*Questions to answer:*
• a. In the passage on dissecting cellulitis of the scalp, what sequence of events in the hair follicle leads to neutrophils being drawn in? Answer in one to three sentences.
• b. Continue the passage on dissecting cellulitis of the scalp, starting after its final sentence.

*Passage shown:*
========
Dissecting cellulitis of the scalp, also known as perifolliculitis capitis abscedens et suffodiens (PCAS), is a neutrophilic scarring alopecia with an abnormal inflammatory response to staphylococcal antigens. This association is linked to a propensity for follicular occlusion and dramatic secondary inflammatory changes to proinflammatory stimuli, such as bacterial infection. The follicle occludes, dilates, and ruptures, and the keratin promotes an inflammatory response in conjunction with a secondary staphylococcal infection attracting neutrophils.
The condition typically affects black men between the ages of 20 and 40, but it can occur in other ethnicities, in women, and in children. Dissecting cellulitis usually affects the vertex (although the entire scalp can be involved), producing boggy or fluctuant pustules and nodules. Patients complain of pain and of a disfiguring appearance. If a nodule is pressed, pus or serosanguineous fluid may extrude from one or more of the orifices.
The disease may wax and wane over several years, later producing dermal fibrosis, sinus tracts, and hypertrophic scarring with alopecia. There is an increased risk of squamous cell carcinoma in patients with long-standing disease.
ICD10CM: L66.3 – Perifolliculitis capitis abscedens
SNOMEDCT: 77333008 – Dissecting cellulitis of scalp
Differential Diagnosis & Pitfalls
Acne (folliculitis) keloidalis nuchae – Presents on the occipital scalp and nape of neck with follicular papules and pustules. A skin biopsy reveals chronic inflammation, diffuse destruction of hair follicles, scarring, and fibrosis.
Folliculitis decalvans – Presents on the occipital and vertex scalp with erythematous follicular papules and pustules with scarring and yellow-gray scale surrounding the follicle. There may be erosions, hemorrhagic crust, and tufted hair. A skin biopsy may reveal deep perifollicular or intrafollicular mixed infiltrate of lymphocytes, histiocytes, or plasma cells without abscess or sinus tract formation.
========
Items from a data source
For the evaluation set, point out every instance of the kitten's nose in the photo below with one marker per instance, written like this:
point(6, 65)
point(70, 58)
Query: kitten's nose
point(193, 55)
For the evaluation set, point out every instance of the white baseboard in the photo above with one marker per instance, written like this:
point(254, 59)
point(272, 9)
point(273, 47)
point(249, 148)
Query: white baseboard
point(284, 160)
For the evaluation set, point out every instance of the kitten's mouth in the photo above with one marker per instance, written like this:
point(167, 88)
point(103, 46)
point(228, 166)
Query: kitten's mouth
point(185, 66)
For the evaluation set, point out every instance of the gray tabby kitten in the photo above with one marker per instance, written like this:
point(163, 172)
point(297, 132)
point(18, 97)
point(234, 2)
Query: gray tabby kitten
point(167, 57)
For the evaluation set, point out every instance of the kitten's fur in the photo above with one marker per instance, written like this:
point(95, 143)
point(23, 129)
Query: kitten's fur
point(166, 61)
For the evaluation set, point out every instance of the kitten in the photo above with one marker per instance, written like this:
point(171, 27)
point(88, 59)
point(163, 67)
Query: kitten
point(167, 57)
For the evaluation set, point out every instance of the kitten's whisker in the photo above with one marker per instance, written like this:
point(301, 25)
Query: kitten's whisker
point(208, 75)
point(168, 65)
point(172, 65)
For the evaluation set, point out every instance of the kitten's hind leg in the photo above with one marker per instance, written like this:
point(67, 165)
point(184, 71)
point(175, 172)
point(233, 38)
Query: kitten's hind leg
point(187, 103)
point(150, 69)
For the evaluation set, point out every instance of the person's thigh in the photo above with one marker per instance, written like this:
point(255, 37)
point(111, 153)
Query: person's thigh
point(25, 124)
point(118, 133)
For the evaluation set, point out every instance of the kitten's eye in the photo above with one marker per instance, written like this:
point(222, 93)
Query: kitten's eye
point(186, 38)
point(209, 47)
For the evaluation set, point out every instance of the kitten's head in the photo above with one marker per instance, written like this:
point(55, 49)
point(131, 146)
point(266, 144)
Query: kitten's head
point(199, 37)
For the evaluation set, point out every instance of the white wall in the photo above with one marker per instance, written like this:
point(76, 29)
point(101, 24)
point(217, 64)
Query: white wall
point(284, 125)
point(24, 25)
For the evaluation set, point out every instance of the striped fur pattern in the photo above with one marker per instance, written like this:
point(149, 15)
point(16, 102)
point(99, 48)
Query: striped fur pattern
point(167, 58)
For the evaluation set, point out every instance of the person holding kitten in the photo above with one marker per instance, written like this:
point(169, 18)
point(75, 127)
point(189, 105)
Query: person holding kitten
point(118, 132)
========
*Results for each task:*
• a. The follicle occludes, dilates, and ruptures. The keratin then promotes an inflammatory response, and together with a secondary staphylococcal infection this attracts neutrophils.

• b.
Cellulitis or erysipelas – In contrast to classic cellulitis, dissecting cellulitis of the scalp demonstrates prominent nodularity.
Dissecting cellulitis of the scalp, also known as Hoffman disease and perifolliculitis capitis abscedens et suffodiens, is an inflammatory condition resulting in patchy hair loss on the scalp that may be scarring.
The cause is unknown but is thought to involve a blockage of the hair follicle that causes rupture of the follicle and a chronic inflammatory response.
Dissecting cellulitis of the scalp is classified as a chronic inflammatory scarring alopecia. It has a variable presentation and has a similar presentation to other conditions, causing this condition to be underreported. It may be painful and may cause individuals with the condition to suffer from psychologic distress or social isolation because of their feelings relating to symptoms of the disease, including hair loss.
Although there is currently no cure for this condition, it can be treated with steroids, antibiotics, other medications, and sometimes surgery.
Who’s At Risk
Dissecting cellulitis of the scalp typically affects Black men aged 20-40 years but is not limited to this demographic.
Signs & Symptoms
The clinical presentation of this condition can vary. There may be nodules, pustules, abscesses, and scarring alopecia.
There may be no symptoms or there may be pain.
It is important to avoid physical manipulation of the lesions on the scalp, as this can lead to increased scarring and inflammation.
Avoid hair products with oil as the main ingredient, as this may add to the follicular blockage.
Pain associated with the condition can be managed with over-the-counter pain medication.
Some patients opt to wear wigs or other hair pieces for the hair loss caused by this condition.
When to Seek Medical Care
If you notice lumps, bumps, or lesions that sometimes ooze pus or you have patchy hair loss on the scalp, it is important to see a doctor. A fever can also indicate an infection associated with dissecting cellulitis of the scalp.
This condition is usually diagnosed with clinical examination of the scalp. If the diagnosis is inconclusive, a biopsy can be performed.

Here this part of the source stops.